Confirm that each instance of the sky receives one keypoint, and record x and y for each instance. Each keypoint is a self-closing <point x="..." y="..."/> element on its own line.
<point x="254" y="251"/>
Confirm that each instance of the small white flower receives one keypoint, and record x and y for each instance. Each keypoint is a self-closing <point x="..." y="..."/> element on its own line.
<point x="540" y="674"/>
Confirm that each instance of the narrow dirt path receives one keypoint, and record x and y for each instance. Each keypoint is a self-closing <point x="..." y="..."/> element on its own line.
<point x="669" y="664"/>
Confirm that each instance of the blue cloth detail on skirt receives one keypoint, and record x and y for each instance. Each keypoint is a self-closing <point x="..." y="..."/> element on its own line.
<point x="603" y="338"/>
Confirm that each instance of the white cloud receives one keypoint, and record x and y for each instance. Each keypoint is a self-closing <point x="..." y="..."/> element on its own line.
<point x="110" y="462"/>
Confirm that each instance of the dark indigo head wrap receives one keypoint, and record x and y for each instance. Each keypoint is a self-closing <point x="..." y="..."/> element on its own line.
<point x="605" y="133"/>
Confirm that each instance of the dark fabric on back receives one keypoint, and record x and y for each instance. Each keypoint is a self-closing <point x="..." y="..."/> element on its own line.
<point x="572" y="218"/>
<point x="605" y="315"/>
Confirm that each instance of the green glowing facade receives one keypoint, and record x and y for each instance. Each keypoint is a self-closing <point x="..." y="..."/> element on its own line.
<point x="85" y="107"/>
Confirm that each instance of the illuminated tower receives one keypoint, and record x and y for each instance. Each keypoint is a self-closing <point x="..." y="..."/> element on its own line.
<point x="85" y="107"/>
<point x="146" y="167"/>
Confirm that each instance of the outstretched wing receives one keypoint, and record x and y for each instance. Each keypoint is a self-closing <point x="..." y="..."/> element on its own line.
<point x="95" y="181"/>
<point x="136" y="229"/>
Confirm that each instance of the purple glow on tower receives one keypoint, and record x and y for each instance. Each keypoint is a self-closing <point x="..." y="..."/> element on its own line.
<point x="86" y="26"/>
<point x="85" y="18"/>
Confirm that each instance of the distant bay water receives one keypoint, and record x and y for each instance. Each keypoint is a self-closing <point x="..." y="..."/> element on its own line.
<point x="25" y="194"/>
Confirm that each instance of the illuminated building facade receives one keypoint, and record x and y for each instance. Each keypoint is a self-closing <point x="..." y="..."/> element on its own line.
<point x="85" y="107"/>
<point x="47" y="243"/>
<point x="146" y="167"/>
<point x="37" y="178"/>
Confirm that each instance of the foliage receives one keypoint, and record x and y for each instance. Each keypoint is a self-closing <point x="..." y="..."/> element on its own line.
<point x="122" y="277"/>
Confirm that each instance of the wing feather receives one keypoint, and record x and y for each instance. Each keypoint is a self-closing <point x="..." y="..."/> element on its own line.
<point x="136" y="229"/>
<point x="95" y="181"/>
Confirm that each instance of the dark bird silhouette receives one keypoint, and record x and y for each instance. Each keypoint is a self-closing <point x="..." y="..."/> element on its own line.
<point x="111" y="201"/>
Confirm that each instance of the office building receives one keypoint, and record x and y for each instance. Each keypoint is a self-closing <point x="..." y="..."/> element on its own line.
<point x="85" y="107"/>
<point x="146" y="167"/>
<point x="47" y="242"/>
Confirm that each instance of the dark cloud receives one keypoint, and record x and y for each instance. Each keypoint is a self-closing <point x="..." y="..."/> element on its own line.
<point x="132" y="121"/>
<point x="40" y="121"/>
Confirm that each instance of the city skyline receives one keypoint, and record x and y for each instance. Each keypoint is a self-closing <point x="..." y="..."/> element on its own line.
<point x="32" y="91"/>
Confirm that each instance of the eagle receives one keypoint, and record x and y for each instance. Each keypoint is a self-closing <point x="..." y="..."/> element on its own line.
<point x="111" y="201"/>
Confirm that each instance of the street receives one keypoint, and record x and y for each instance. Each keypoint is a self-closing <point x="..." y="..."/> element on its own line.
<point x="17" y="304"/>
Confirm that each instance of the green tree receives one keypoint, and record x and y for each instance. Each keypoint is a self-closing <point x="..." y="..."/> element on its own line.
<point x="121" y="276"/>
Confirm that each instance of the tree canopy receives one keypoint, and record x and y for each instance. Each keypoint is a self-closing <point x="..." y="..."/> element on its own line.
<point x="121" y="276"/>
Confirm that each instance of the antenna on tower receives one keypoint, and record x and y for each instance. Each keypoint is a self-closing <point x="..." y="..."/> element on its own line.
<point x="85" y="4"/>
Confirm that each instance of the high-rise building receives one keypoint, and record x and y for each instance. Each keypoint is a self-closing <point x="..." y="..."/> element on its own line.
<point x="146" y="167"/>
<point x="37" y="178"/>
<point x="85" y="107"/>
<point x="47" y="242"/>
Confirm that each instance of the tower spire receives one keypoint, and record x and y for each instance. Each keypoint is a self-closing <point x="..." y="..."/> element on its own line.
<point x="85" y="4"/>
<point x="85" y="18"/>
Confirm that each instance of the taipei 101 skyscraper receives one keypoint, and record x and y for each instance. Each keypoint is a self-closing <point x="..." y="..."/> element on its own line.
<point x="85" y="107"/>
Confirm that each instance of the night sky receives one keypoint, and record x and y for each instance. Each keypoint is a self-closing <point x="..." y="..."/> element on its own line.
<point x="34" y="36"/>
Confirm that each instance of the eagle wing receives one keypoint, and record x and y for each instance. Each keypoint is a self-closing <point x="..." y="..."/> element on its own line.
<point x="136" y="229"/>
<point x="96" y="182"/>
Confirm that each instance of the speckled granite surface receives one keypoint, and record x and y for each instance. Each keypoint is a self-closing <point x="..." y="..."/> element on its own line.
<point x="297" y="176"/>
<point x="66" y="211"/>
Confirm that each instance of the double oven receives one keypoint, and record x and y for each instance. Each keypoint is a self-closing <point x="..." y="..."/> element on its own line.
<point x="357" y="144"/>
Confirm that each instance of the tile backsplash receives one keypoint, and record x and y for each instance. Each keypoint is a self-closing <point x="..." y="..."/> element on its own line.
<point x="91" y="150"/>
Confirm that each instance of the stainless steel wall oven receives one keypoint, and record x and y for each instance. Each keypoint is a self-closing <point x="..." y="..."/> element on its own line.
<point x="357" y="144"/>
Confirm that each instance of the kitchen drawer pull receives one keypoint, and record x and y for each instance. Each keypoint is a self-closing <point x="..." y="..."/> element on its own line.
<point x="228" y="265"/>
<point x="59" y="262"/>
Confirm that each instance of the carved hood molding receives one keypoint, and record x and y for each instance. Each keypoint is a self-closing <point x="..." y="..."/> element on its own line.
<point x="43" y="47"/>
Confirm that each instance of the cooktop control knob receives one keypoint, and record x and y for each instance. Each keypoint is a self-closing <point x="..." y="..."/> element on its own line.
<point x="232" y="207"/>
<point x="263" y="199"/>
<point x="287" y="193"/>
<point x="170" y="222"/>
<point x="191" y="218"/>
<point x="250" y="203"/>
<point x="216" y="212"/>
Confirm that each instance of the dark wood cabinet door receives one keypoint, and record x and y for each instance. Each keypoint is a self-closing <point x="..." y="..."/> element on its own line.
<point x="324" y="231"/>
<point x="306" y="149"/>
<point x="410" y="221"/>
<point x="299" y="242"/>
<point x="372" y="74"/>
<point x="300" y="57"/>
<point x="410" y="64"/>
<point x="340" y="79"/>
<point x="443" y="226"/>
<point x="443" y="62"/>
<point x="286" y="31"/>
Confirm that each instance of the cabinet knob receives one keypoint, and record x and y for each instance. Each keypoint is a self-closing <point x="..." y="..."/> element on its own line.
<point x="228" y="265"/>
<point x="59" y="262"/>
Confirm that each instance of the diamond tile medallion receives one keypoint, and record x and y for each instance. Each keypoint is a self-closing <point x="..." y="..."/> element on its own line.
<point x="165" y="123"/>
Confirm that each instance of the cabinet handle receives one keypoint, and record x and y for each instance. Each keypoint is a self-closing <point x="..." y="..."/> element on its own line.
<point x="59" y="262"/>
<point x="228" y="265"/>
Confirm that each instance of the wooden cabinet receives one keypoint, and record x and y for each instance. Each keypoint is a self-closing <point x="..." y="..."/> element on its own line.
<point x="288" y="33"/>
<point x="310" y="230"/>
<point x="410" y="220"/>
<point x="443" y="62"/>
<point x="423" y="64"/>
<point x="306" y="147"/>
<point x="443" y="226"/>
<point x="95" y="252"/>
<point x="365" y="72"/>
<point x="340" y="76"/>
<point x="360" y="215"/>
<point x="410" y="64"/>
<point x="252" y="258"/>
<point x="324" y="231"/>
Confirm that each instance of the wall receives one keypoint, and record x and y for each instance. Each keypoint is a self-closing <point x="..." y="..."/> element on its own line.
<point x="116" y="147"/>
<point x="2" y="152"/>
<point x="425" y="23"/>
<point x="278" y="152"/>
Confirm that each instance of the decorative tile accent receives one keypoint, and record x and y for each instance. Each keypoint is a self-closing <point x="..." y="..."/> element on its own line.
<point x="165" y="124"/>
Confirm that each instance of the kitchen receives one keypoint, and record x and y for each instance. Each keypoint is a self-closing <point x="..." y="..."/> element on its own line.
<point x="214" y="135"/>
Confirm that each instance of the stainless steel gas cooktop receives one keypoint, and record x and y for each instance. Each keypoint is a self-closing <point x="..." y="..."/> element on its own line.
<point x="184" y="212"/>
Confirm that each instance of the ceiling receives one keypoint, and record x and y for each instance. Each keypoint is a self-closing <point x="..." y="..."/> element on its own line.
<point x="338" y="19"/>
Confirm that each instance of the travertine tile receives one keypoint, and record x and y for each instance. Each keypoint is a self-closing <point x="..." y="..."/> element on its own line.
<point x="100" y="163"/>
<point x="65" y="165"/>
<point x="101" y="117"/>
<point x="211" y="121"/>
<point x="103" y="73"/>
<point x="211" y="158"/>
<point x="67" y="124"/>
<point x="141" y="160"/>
---
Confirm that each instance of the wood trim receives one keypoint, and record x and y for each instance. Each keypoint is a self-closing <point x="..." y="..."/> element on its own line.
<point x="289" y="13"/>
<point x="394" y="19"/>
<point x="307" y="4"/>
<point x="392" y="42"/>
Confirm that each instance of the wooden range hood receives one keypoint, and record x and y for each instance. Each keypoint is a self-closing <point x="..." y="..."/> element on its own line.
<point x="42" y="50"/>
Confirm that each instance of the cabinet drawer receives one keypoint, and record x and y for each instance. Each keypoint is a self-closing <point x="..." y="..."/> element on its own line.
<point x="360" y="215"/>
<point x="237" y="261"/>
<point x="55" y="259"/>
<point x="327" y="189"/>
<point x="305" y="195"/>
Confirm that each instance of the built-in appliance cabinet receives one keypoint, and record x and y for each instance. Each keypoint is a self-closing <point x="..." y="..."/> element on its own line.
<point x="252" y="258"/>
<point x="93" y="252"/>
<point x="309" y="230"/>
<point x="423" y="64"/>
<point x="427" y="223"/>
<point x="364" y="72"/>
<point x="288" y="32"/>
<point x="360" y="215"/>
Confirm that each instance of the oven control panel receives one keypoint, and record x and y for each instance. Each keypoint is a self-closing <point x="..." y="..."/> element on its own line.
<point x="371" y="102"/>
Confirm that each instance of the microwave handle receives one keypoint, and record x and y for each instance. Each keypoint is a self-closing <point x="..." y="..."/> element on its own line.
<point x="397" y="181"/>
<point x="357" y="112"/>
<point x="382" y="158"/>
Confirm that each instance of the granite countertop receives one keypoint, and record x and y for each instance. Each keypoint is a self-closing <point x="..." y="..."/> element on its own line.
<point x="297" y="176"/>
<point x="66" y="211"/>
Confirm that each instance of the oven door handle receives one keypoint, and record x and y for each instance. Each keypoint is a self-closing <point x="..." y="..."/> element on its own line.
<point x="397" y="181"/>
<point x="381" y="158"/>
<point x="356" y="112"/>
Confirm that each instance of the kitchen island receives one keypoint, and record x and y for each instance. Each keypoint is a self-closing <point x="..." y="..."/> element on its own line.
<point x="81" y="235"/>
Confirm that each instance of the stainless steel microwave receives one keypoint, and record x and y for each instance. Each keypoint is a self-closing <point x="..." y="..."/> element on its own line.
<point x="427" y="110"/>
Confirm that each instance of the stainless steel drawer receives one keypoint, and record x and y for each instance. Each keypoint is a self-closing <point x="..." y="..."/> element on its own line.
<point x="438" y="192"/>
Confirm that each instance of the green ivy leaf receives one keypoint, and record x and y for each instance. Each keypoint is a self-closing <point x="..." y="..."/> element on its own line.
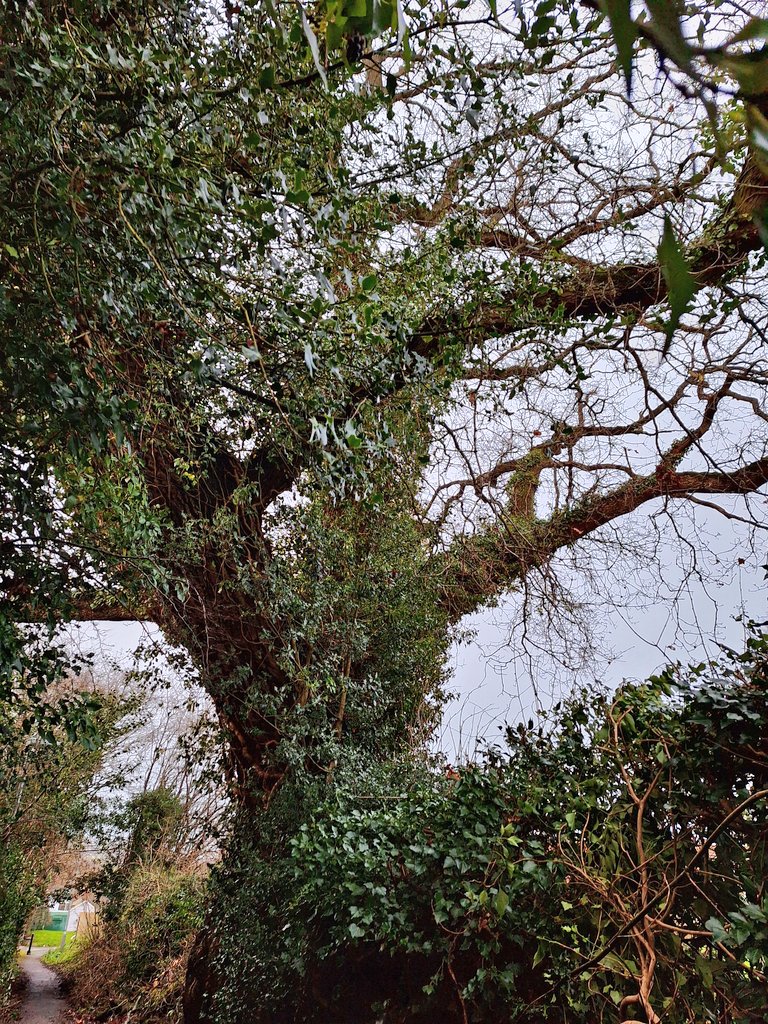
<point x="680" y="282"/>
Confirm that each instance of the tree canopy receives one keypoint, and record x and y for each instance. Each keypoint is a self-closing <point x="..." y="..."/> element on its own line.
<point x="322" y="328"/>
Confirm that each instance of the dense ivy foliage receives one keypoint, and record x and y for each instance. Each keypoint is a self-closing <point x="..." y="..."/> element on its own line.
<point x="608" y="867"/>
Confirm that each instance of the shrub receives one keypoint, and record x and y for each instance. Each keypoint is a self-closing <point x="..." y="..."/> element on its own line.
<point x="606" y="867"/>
==
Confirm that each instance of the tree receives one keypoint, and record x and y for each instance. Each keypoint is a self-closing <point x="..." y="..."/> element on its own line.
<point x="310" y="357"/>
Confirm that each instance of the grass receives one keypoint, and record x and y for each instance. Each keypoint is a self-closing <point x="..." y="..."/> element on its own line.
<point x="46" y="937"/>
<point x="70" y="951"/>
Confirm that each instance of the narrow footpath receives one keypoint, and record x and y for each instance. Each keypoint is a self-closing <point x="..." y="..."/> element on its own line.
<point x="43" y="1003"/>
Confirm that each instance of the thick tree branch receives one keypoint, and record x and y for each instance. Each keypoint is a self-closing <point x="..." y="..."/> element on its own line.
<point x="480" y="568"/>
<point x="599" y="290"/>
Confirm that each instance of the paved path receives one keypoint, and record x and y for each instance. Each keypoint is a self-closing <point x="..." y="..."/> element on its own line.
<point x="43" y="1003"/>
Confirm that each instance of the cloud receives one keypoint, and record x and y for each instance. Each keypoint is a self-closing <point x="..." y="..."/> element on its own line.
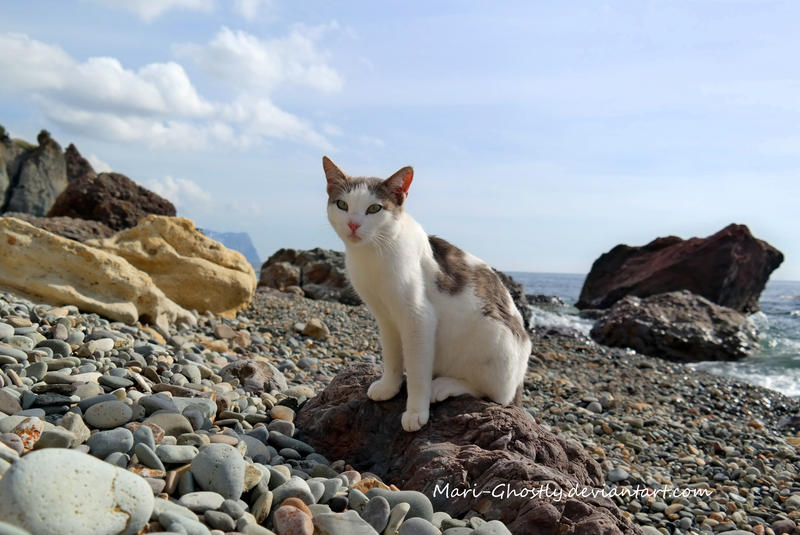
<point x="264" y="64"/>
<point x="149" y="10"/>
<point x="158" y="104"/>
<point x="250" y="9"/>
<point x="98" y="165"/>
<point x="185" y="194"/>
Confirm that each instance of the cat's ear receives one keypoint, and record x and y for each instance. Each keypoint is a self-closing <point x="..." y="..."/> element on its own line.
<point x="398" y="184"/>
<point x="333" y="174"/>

## [Stated task]
Gather and copy out every line in the items above that contains the word "narrow".

## [Answer below]
Confirm that each instance of the narrow dirt path receives one keypoint, and record x and y for each instance. Each keypoint is a self-closing <point x="..." y="..."/> element on its own line.
Confirm that each instance of the narrow footpath receives one keypoint, and record x and y for each instance. Each keypoint is a self-closing <point x="..." y="..."/> element on its own line.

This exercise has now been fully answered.